### SOURCE TEXT ###

Hancock on the transfer-printed Worcester porcelain uses the signature "R.H", "R.H.fecit", "R.Hancock fecit Worcester", "R. Hancock" (or just Hancock) "fecit", and other variations. The mark of Richard Holdship of the Worcester works was an anchor rebus, and the two marks sometimes occur together on the same piece of porcelain. Hancock's work often involved garden-scenes, milkmaid-scenes, and figures and half-lengths (especially of Frederick the Great).

### GIVEN INFORMATION ###

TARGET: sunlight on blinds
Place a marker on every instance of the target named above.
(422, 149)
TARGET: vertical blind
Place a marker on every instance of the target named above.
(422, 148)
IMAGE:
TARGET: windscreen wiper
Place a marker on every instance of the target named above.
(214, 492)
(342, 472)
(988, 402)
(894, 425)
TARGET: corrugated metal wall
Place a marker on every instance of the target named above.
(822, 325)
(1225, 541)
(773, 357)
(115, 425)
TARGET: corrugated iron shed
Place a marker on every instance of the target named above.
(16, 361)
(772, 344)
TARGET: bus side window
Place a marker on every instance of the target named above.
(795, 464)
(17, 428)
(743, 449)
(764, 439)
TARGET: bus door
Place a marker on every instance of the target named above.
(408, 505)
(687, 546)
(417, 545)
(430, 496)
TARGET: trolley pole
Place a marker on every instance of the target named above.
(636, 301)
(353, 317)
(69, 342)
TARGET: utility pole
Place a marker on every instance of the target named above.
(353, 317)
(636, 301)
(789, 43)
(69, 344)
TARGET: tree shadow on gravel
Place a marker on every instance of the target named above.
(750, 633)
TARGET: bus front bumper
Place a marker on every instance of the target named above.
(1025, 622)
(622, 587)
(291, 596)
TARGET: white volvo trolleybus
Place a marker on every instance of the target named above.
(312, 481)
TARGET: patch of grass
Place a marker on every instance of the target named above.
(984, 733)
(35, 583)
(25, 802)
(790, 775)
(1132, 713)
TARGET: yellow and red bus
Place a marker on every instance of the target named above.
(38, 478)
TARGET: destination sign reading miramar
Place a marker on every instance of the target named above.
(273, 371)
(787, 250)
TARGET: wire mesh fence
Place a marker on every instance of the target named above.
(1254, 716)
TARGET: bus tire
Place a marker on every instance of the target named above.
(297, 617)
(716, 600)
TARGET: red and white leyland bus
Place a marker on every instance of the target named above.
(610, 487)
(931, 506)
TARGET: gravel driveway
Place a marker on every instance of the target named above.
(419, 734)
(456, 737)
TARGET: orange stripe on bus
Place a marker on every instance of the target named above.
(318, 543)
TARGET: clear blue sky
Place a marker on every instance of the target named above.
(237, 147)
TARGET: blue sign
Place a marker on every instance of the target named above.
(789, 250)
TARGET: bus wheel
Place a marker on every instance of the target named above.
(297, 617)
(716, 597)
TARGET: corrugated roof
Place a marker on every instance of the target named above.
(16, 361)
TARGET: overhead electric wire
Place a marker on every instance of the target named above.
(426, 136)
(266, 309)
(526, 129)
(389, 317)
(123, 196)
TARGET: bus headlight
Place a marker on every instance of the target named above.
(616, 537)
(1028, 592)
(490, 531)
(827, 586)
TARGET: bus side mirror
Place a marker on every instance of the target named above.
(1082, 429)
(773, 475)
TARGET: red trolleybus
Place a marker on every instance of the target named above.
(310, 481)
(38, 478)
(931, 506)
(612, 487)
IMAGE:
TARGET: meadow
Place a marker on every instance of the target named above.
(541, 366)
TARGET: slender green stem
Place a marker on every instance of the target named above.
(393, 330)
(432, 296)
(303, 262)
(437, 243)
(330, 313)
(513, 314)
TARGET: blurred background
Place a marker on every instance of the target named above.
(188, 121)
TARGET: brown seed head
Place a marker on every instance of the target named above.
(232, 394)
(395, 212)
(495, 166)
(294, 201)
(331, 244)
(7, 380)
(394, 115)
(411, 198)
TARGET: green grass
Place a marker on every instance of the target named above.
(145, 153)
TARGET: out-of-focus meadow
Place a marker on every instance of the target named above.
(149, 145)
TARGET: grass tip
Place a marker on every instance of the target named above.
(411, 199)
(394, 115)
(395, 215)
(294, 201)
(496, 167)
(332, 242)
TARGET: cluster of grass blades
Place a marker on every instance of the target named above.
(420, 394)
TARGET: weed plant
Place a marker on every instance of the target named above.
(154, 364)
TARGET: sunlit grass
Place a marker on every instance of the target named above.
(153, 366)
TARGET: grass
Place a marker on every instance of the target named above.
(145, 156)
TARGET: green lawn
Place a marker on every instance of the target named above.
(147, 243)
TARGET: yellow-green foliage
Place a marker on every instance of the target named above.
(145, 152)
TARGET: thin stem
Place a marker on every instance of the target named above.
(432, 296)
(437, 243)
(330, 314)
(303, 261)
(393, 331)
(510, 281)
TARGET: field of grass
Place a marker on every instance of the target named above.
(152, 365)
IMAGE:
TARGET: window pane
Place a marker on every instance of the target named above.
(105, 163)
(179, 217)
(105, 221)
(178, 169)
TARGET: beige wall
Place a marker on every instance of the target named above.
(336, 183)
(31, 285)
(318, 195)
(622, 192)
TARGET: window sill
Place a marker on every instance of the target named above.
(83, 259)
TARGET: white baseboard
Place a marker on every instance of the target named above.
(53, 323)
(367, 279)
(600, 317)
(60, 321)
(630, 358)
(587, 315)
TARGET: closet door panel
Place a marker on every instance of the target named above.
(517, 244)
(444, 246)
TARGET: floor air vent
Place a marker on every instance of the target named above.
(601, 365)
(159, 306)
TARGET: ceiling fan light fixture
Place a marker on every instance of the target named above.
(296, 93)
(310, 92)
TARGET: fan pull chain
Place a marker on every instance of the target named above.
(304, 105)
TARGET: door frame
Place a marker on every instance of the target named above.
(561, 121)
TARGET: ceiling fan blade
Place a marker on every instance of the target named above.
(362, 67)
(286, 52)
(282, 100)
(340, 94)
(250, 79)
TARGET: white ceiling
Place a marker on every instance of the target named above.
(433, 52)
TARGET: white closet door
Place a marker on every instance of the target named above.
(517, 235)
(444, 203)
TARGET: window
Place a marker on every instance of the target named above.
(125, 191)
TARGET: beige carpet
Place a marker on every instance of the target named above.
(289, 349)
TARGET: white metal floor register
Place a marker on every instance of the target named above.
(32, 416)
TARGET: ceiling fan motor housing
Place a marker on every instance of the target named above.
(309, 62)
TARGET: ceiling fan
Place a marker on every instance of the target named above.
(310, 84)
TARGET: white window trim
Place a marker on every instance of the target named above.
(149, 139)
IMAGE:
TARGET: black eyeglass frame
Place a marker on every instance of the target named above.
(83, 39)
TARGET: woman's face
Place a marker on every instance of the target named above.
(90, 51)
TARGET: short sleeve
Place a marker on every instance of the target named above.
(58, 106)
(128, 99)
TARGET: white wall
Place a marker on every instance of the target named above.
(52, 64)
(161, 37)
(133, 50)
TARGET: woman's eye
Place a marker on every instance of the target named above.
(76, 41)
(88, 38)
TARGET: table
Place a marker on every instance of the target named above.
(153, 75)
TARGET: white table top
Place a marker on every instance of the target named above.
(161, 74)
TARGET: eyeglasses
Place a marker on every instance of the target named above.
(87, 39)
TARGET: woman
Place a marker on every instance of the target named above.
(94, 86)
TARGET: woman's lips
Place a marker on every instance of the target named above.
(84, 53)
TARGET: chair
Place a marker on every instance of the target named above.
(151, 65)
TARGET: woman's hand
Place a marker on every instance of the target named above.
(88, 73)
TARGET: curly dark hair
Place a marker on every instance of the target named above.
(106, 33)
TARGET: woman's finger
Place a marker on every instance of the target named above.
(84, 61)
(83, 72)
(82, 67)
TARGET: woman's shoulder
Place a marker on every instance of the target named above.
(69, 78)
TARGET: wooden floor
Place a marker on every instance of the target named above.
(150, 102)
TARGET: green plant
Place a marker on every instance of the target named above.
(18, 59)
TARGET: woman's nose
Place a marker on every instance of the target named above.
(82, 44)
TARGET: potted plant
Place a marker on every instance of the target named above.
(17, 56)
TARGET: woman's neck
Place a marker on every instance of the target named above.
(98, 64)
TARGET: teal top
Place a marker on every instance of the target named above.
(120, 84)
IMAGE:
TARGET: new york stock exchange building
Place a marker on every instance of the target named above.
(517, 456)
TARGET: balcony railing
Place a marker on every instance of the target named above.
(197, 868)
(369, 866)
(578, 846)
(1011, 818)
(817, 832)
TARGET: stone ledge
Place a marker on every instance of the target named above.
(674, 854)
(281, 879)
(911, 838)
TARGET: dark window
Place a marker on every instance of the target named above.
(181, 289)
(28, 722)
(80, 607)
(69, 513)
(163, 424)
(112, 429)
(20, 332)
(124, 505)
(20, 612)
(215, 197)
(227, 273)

###

PROBLEM REQUIREMENTS:
Continue the passage on Hancock's transfer-printed Worcester porcelain, starting after its final sentence.

ANSWER:
After switching to the medium of paper, Hancock engraved, after Sir Joshua Reynolds, portraits of General William Kingsley, Lady Chambers, Miss Day (Lady Fenhoulet), Mark Noble (1784); after Joseph Wright of Derby, portraits of William Hopley, verger of Worcester Cathedral, of Wright, and of himself; and a portrait of John Wesley (1790), after J. Miller. About 1796, in Bristol, he drew small crayon portraits engraved by Richard Woodman for Joseph Cottle's Reminiscences: of Charles Lamb, William Wordsworth, Robert Southey, and Samuel Taylor Coleridge. These were purchased for the National Portrait Gallery in 1877.

Hancock also engraved plates in Valentine Green's History of Worcester, and the plates in a folio bible published by Pearson & Rollason of Birmingham.